— START OF RECORDS SHOWN —
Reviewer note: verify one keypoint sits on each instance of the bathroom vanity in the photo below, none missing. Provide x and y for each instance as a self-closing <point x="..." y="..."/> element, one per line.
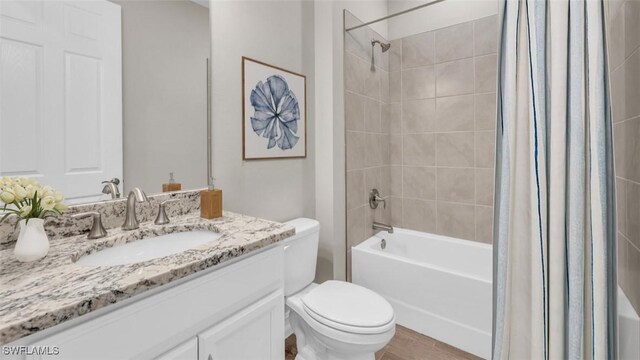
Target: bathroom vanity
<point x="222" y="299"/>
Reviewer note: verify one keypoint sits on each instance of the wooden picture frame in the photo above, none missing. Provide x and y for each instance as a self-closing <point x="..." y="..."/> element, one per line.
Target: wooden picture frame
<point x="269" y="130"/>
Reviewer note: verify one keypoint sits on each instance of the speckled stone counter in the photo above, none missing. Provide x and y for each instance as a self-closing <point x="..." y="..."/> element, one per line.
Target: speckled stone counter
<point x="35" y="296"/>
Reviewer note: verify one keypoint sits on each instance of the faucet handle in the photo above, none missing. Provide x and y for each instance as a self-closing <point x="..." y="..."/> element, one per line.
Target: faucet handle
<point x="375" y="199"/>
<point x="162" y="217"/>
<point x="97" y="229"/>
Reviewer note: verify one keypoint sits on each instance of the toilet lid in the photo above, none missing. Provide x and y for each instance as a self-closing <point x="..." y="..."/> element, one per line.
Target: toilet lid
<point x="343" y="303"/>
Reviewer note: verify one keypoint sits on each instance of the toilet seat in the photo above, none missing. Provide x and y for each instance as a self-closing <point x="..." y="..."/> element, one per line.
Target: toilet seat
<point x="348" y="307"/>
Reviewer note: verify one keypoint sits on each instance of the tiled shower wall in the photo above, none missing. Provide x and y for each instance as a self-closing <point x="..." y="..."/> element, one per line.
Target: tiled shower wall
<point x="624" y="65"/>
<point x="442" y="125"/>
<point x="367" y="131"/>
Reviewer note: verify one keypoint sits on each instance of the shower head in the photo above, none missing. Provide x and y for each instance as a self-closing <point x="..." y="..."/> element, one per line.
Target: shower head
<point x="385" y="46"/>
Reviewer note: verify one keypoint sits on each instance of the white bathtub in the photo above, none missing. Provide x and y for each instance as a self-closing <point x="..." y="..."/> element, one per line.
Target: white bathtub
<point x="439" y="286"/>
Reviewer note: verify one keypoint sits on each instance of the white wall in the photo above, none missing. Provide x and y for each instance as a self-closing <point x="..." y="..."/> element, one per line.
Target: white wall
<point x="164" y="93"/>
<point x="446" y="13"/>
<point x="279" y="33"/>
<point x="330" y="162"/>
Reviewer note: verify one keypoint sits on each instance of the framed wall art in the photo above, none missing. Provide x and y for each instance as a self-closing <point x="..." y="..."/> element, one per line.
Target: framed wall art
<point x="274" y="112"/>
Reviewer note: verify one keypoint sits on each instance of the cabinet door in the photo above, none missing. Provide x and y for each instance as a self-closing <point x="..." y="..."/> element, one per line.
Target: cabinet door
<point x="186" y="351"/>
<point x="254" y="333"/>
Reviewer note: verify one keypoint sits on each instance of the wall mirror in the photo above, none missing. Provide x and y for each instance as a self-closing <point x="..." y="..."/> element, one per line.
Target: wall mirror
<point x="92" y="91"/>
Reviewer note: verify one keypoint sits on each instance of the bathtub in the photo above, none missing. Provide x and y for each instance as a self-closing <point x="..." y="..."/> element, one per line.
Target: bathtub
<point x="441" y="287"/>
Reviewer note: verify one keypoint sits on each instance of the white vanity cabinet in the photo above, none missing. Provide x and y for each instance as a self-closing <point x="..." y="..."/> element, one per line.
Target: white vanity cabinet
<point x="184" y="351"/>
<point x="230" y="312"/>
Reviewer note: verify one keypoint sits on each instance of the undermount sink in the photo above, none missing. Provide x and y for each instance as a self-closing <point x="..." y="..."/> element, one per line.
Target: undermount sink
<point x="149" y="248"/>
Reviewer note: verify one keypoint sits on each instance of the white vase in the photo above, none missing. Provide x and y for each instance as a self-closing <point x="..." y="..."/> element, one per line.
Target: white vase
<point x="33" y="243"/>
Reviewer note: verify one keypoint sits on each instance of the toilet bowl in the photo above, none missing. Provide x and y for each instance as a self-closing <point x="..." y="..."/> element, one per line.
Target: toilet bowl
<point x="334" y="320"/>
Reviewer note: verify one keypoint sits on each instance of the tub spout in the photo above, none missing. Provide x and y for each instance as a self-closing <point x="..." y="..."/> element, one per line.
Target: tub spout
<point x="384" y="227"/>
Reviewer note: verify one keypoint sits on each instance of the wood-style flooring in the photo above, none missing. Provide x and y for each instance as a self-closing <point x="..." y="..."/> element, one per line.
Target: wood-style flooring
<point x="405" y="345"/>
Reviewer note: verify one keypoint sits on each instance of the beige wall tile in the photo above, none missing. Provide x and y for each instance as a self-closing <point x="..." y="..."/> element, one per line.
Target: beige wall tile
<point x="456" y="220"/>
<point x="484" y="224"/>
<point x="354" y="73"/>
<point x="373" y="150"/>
— END OF RECORDS SHOWN —
> **WHAT IS NEEDED**:
Find every line in the listing above that contains the word "stone", and copy each of those lines.

> **WRITTEN RESPONSE**:
Reviewer note: verify one keypoint sits on each instance of the speckled stone counter in the photo above, none missing. Provide x and y for each instance as a self-closing <point x="..." y="..."/> element, one per line.
Target: speckled stone counter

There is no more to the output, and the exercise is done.